[Extracts from a box-labeled dataset]
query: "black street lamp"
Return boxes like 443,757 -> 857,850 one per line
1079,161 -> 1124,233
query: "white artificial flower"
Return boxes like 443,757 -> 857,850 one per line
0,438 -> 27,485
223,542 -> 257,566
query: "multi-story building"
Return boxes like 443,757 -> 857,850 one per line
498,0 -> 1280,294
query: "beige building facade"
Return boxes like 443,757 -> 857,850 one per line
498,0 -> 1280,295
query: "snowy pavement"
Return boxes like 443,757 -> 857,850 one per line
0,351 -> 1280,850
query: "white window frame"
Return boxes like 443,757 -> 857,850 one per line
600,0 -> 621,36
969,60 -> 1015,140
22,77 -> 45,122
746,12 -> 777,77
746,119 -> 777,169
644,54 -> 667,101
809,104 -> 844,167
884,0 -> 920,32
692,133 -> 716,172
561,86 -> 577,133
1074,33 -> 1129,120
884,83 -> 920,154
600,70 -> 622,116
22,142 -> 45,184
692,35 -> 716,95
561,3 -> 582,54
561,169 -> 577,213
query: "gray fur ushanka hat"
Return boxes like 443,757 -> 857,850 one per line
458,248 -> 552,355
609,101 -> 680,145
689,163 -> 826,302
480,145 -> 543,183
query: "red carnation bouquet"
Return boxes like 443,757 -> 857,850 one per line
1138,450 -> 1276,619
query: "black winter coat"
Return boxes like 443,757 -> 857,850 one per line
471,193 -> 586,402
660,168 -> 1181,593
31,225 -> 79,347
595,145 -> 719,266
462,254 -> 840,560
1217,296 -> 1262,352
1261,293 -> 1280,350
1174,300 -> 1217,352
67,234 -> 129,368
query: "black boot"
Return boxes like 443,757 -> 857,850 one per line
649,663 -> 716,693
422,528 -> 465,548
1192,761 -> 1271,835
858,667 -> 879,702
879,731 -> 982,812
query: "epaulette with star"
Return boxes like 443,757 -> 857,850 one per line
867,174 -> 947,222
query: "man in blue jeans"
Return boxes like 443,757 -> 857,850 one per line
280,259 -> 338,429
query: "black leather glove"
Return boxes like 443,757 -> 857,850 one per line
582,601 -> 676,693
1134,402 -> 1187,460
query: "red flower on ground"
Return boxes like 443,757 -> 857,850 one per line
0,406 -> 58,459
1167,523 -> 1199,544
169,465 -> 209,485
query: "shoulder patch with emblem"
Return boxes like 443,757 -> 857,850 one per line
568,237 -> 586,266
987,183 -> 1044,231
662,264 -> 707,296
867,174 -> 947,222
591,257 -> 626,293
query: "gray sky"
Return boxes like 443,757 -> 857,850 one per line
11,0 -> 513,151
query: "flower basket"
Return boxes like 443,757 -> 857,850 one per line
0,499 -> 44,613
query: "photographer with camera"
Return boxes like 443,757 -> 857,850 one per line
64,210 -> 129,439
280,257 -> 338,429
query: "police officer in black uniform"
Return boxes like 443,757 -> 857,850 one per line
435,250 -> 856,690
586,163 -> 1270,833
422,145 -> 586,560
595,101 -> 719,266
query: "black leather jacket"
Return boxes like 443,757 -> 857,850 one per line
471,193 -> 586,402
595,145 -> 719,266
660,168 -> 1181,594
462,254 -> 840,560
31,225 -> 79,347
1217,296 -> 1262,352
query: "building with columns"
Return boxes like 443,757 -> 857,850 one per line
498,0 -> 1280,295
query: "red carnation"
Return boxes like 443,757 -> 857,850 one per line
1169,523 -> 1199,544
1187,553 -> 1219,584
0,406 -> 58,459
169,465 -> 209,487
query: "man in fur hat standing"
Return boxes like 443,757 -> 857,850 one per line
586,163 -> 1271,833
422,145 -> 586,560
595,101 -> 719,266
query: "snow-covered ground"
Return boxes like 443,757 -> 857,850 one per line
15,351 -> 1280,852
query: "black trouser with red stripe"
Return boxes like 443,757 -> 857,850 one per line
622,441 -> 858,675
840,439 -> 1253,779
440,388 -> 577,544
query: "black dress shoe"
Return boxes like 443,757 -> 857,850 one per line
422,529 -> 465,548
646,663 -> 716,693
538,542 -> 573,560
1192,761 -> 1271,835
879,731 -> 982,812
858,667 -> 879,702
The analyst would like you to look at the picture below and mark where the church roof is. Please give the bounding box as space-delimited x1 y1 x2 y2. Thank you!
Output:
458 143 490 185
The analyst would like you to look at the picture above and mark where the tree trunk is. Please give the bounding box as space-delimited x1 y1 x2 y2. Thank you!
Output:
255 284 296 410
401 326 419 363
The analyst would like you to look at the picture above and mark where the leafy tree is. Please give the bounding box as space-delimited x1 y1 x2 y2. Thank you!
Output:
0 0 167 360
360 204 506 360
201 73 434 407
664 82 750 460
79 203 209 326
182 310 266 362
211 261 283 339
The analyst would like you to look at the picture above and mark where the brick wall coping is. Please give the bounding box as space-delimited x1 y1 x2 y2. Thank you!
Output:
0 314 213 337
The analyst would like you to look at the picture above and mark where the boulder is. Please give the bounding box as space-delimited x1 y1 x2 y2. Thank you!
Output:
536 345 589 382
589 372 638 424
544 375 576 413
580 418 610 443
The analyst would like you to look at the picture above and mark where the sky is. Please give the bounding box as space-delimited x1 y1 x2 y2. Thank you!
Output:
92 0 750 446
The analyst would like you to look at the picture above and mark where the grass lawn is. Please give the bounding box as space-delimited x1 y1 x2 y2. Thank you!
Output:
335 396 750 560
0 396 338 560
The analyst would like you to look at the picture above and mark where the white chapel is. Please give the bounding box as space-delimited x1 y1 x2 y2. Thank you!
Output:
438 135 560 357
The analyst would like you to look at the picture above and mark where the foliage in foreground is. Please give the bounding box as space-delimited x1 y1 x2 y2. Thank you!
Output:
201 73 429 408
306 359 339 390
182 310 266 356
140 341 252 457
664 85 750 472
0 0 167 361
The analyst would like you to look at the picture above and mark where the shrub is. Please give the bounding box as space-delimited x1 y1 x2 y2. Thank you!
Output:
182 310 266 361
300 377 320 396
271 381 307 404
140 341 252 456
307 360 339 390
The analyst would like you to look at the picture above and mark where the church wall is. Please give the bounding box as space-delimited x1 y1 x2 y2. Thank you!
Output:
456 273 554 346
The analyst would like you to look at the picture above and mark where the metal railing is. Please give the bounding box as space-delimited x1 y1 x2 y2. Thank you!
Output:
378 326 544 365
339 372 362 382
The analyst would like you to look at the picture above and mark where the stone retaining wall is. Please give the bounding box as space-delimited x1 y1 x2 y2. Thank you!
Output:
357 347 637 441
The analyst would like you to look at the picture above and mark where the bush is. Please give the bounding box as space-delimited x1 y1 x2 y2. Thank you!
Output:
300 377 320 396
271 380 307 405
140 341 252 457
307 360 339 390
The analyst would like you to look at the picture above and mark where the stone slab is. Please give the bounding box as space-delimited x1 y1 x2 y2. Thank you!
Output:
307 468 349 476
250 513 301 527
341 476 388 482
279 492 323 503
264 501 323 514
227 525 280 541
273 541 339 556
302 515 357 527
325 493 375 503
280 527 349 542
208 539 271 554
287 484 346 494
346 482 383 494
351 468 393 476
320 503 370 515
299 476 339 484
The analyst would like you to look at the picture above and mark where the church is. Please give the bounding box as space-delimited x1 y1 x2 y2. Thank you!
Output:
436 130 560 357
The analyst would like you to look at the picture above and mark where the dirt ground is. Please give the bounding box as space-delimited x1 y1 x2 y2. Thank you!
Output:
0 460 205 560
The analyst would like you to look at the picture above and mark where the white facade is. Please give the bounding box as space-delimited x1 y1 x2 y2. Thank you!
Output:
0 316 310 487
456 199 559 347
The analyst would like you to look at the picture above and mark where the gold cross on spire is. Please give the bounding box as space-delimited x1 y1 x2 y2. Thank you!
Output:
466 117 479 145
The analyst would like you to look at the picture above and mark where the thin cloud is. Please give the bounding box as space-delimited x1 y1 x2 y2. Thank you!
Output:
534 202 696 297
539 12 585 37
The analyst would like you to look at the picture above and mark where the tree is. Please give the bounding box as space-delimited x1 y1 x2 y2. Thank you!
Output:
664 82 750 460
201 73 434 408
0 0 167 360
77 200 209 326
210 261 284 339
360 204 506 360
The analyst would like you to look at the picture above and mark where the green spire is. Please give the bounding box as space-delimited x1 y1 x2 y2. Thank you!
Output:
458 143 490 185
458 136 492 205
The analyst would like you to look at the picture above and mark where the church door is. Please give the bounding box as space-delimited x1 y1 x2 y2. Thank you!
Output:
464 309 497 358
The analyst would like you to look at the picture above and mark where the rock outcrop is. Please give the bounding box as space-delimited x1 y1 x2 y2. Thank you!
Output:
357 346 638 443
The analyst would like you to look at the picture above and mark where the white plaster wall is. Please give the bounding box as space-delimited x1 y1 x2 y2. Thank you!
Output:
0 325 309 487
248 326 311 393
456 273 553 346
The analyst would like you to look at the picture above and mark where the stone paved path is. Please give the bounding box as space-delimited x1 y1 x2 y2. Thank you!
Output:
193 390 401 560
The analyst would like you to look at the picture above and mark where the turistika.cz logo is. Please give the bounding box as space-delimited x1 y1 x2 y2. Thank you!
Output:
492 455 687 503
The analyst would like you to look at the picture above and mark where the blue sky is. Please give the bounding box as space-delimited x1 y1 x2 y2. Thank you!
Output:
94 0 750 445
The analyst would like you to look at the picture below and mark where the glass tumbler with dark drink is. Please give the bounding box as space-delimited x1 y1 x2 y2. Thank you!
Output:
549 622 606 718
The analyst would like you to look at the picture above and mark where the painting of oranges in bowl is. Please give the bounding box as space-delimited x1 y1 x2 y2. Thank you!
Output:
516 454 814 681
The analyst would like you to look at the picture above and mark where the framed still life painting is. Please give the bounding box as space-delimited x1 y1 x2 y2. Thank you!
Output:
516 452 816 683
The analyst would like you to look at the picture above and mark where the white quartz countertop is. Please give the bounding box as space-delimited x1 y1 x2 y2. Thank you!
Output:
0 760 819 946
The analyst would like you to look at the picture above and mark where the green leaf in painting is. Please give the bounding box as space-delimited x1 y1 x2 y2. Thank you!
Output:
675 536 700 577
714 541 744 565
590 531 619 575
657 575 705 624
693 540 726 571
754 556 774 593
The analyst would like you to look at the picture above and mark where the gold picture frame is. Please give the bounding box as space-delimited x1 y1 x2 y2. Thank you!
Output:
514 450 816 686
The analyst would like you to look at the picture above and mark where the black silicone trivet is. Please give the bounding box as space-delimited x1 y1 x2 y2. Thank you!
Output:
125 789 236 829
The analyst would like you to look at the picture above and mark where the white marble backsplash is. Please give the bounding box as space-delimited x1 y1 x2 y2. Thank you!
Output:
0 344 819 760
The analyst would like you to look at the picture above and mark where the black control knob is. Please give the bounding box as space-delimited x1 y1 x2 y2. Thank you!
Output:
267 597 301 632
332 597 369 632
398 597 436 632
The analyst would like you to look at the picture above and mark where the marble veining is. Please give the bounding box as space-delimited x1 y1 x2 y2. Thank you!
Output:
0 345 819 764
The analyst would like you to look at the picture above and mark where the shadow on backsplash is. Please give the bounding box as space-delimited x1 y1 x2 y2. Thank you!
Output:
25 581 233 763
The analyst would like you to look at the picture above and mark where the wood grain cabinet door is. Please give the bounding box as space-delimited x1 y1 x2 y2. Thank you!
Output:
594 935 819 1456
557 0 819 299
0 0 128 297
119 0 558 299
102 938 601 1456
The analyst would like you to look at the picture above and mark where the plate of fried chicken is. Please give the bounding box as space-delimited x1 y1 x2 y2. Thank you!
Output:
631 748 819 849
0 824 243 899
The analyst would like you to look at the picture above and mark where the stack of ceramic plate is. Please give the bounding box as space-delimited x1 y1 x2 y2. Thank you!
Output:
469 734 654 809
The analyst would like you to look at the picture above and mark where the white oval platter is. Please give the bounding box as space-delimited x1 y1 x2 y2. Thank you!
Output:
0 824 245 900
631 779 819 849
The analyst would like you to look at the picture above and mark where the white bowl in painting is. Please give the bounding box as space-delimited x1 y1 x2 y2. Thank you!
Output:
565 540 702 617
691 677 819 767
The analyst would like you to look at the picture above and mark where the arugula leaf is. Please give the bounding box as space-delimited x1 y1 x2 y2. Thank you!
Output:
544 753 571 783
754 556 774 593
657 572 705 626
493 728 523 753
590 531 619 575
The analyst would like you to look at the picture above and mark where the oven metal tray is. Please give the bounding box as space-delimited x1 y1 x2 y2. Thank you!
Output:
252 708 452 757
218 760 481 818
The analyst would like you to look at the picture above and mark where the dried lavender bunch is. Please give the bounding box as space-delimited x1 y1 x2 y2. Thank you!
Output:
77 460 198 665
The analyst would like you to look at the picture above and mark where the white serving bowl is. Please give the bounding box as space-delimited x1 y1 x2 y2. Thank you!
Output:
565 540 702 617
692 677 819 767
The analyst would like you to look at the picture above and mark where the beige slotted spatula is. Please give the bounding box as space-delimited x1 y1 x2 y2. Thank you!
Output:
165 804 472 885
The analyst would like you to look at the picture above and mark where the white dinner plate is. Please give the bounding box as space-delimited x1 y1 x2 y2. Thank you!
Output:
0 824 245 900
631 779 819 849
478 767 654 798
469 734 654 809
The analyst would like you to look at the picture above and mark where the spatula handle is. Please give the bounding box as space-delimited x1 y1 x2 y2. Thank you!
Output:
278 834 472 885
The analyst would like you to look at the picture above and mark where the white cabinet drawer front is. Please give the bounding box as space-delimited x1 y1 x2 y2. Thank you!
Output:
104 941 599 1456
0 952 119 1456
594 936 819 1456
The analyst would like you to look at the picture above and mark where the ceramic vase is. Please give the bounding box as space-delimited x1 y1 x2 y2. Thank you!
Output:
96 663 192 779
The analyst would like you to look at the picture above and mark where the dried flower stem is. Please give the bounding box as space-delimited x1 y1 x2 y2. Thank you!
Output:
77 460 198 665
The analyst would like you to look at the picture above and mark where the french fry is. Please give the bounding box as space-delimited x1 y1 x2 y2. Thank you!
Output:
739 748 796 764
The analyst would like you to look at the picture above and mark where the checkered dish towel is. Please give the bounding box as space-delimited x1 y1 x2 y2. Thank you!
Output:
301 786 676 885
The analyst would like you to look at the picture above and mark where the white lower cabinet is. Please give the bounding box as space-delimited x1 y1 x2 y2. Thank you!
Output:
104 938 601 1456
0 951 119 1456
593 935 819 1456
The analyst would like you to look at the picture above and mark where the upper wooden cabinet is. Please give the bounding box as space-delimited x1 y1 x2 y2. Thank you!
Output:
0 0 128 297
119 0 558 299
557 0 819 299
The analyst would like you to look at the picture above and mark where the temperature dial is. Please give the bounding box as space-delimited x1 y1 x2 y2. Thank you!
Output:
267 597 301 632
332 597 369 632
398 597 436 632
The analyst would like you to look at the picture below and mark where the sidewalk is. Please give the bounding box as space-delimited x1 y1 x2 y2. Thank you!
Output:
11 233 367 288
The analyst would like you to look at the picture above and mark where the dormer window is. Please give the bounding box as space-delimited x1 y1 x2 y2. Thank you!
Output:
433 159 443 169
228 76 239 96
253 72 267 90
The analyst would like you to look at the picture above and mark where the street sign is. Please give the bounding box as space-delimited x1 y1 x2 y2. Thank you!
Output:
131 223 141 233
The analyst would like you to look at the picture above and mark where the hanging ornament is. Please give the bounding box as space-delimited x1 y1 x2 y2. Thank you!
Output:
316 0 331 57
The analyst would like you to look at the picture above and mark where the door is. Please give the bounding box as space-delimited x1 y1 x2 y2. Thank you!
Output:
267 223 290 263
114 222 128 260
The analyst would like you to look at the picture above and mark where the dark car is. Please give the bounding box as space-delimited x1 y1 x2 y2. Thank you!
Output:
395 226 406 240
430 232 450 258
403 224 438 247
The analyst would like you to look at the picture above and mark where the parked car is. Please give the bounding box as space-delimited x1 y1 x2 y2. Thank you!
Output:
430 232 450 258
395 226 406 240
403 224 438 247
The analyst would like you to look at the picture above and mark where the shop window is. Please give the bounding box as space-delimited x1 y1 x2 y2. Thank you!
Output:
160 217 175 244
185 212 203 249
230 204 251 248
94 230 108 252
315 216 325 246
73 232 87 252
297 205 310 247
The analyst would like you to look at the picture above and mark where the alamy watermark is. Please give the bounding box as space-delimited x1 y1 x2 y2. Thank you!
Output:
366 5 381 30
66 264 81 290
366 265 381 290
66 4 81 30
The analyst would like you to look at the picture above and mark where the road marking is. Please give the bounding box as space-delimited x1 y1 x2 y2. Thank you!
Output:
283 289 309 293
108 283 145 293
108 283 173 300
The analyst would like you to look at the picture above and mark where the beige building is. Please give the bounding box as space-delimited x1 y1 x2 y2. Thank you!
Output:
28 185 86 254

#### WHAT TO PRODUCE:
Copy out word for word the lines above, from the line with "where the brick" to the line with "438 135 560 357", including both of those lines.

#### OUTPUT OF THE TASK:
The analyst would like you to look at the picture above and mark where the brick wall coping is. Please give the bounding box as space-delimited x1 y1 x2 y2. Thank you!
Output:
0 314 213 337
The analyst would like you to look at the picture above and mark where the boulder is. Please give the bounding box as space-delimited x1 y1 x2 y2. Thank you!
Output:
536 345 589 382
589 372 638 424
544 375 576 413
580 418 610 443
The analyst would like you to look at the picture above and mark where the sky is. Please give the bounding box as space-delimited x1 y1 x2 y2. Thank you!
Output:
92 0 750 446
The analyst would like you to look at the picture above and mark where the grass lawn is. Please give the bounding box as space-delimited x1 y1 x2 y2. Thank you!
Output:
335 396 750 560
0 396 338 560
The analyst would like you to look at the picture above and mark where the white chapel is. Please give the bounding box as space-delimited x1 y1 x2 y2. Thank you!
Output:
438 135 560 357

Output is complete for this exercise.